[WHAT THE TASK REQUIRES] Print verbatim every line starting at the one that contains "at the mountain" and ending at the final line of the records; include both endpoints.

[INPUT]
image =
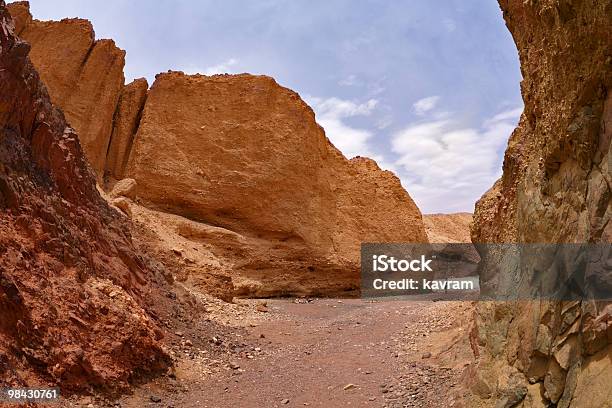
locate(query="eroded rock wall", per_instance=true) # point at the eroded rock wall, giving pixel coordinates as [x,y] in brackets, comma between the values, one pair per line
[555,188]
[235,152]
[72,287]
[84,76]
[242,153]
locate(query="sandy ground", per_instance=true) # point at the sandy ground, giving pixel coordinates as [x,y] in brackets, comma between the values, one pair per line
[317,353]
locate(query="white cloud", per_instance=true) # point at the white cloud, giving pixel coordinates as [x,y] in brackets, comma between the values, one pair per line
[332,114]
[223,68]
[446,167]
[350,80]
[422,106]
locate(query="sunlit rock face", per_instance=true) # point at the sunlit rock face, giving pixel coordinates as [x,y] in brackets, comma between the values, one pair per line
[236,153]
[73,289]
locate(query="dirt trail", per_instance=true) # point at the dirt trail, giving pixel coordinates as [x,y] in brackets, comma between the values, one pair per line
[326,353]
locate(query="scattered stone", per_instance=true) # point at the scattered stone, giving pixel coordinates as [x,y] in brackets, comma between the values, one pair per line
[124,188]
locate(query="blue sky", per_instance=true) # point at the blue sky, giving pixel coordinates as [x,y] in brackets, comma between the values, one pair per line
[430,89]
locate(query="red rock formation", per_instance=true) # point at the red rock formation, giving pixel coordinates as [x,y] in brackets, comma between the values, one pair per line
[84,76]
[448,228]
[125,125]
[555,188]
[242,153]
[239,153]
[71,284]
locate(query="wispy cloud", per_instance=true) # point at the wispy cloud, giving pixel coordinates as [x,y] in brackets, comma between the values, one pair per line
[332,114]
[447,167]
[422,106]
[350,80]
[226,67]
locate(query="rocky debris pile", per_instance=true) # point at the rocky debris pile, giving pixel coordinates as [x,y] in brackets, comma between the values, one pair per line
[240,158]
[72,288]
[448,228]
[555,188]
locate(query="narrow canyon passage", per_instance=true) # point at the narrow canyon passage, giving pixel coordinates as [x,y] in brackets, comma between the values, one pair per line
[326,353]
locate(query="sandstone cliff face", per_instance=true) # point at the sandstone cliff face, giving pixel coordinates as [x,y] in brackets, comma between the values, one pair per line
[555,188]
[126,122]
[84,76]
[448,228]
[72,288]
[237,153]
[244,154]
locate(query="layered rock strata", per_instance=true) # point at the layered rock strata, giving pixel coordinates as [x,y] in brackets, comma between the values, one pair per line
[555,188]
[72,287]
[235,152]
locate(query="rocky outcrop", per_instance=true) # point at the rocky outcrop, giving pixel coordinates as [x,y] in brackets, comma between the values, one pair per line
[448,228]
[84,76]
[238,153]
[245,155]
[72,287]
[555,188]
[125,124]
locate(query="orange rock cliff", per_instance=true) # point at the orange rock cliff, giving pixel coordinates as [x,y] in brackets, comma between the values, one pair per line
[235,154]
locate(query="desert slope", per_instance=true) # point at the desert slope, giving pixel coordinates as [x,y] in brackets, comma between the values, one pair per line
[73,289]
[239,153]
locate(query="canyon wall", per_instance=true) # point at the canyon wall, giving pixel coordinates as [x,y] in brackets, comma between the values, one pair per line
[73,290]
[555,188]
[236,153]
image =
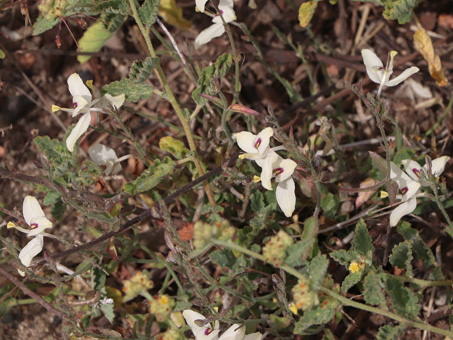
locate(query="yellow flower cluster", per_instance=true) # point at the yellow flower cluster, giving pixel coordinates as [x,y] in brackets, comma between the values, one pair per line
[161,306]
[275,249]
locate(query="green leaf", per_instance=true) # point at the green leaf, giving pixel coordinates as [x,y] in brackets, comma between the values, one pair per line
[419,247]
[216,70]
[112,22]
[402,257]
[306,12]
[93,39]
[51,198]
[112,7]
[344,257]
[42,24]
[317,270]
[404,301]
[373,293]
[388,332]
[108,310]
[315,316]
[133,91]
[58,209]
[297,253]
[150,177]
[141,70]
[362,242]
[148,12]
[400,9]
[330,205]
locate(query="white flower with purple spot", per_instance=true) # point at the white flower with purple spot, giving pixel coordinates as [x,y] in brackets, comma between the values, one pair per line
[38,222]
[410,181]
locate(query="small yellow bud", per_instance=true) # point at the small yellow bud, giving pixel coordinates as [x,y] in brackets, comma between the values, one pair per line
[292,307]
[354,267]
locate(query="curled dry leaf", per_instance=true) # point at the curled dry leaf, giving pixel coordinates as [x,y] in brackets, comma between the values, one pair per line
[424,45]
[365,195]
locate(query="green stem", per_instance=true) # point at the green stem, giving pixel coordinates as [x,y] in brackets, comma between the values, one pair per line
[173,101]
[343,300]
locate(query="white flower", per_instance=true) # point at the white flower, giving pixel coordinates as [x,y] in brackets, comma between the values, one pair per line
[38,222]
[84,103]
[255,146]
[410,182]
[282,170]
[204,331]
[381,75]
[102,155]
[217,29]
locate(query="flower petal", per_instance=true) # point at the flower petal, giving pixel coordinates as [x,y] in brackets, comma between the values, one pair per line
[78,130]
[265,136]
[209,33]
[77,88]
[438,165]
[246,141]
[286,196]
[200,4]
[413,169]
[31,209]
[372,64]
[403,209]
[267,169]
[403,76]
[32,249]
[254,336]
[38,225]
[235,332]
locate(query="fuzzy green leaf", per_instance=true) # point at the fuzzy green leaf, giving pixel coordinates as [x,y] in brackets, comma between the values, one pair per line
[350,280]
[388,332]
[306,12]
[148,12]
[404,301]
[344,257]
[141,70]
[112,7]
[93,39]
[150,177]
[317,270]
[419,247]
[216,70]
[315,316]
[362,242]
[400,9]
[402,257]
[133,91]
[373,293]
[297,252]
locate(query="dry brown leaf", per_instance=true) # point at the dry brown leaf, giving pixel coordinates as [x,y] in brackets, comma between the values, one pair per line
[424,45]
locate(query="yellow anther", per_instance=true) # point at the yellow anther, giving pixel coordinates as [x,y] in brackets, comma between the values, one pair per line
[292,307]
[354,267]
[384,194]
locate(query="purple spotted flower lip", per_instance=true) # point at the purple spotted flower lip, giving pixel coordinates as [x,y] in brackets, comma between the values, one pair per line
[378,74]
[202,329]
[410,182]
[38,222]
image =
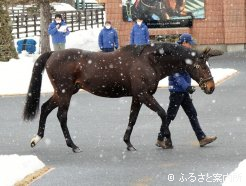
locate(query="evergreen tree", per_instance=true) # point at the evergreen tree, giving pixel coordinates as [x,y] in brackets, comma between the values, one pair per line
[7,48]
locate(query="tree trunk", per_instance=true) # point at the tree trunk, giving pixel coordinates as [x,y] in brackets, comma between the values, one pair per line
[45,18]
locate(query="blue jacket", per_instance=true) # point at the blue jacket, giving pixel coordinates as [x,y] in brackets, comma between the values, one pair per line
[57,37]
[179,82]
[139,34]
[26,44]
[108,38]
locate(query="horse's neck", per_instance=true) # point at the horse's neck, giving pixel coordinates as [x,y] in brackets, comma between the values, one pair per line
[170,67]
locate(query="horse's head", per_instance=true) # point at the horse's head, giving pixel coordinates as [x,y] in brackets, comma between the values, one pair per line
[198,69]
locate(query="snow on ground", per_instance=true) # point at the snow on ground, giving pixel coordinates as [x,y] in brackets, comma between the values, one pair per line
[237,177]
[14,168]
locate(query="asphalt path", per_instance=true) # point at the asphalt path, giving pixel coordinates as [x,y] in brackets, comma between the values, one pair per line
[97,126]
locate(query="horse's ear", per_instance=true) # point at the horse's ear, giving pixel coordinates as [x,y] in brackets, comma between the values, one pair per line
[212,52]
[206,51]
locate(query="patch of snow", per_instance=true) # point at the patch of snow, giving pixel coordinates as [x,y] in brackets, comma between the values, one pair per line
[14,168]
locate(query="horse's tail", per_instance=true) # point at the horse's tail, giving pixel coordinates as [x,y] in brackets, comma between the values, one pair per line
[33,95]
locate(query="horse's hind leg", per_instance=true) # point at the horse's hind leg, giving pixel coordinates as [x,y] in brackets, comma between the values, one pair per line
[46,108]
[62,116]
[135,107]
[150,102]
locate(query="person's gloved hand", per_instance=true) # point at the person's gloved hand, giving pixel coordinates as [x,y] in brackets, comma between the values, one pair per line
[191,89]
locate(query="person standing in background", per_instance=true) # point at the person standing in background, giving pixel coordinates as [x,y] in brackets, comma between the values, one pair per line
[58,30]
[108,38]
[139,33]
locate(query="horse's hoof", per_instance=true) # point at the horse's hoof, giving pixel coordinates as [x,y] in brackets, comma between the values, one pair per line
[33,144]
[131,148]
[77,150]
[35,140]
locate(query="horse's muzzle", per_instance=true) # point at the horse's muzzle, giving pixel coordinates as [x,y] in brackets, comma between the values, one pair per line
[207,85]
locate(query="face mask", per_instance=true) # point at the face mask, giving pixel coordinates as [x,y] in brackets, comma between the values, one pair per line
[139,22]
[108,26]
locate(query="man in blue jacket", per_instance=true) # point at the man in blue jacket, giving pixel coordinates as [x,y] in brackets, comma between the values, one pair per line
[180,88]
[108,38]
[139,33]
[58,31]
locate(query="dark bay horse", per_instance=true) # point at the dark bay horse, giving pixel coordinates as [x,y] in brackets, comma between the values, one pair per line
[130,71]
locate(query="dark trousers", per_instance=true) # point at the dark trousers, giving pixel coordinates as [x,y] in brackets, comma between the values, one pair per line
[108,49]
[183,99]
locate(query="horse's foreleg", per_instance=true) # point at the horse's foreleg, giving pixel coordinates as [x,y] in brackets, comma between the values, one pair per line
[135,107]
[151,102]
[46,108]
[62,116]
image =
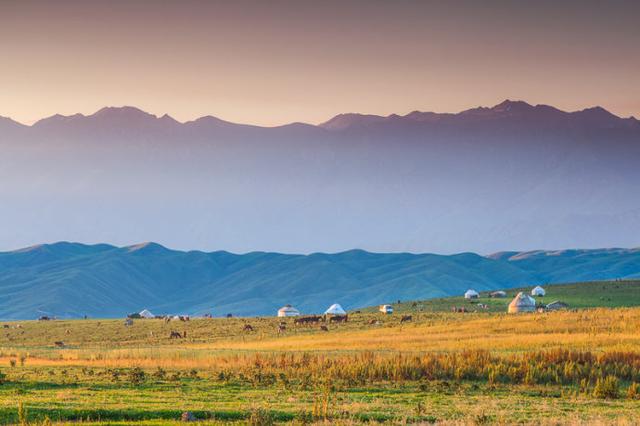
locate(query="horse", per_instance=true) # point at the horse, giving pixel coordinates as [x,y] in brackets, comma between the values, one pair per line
[406,318]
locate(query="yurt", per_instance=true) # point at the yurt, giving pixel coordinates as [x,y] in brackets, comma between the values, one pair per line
[146,314]
[538,291]
[335,309]
[288,311]
[522,303]
[386,309]
[471,294]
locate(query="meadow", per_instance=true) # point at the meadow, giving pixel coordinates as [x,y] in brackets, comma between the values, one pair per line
[578,366]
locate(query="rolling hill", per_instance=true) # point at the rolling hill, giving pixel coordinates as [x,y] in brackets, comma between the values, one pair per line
[592,294]
[71,280]
[482,180]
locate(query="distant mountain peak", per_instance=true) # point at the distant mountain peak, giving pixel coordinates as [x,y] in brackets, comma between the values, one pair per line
[147,247]
[124,112]
[513,106]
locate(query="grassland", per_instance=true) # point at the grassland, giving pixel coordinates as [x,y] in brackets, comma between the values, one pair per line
[608,294]
[569,367]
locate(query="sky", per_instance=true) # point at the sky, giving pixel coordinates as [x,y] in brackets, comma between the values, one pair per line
[275,62]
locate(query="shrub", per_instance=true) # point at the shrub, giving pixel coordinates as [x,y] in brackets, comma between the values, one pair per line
[261,417]
[606,388]
[160,374]
[137,376]
[633,392]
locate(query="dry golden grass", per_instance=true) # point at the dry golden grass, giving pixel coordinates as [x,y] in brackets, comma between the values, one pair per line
[589,330]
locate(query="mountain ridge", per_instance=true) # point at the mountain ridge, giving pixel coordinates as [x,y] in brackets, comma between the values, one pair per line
[70,280]
[337,122]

[SOLUTION TO THE PROBLEM]
locate(query="mountain ridge", per_instance=true) # point at the mountain ridge, giving pixel coordinates as [x,y] in brackets, comma between the values, one pair per line
[70,280]
[337,122]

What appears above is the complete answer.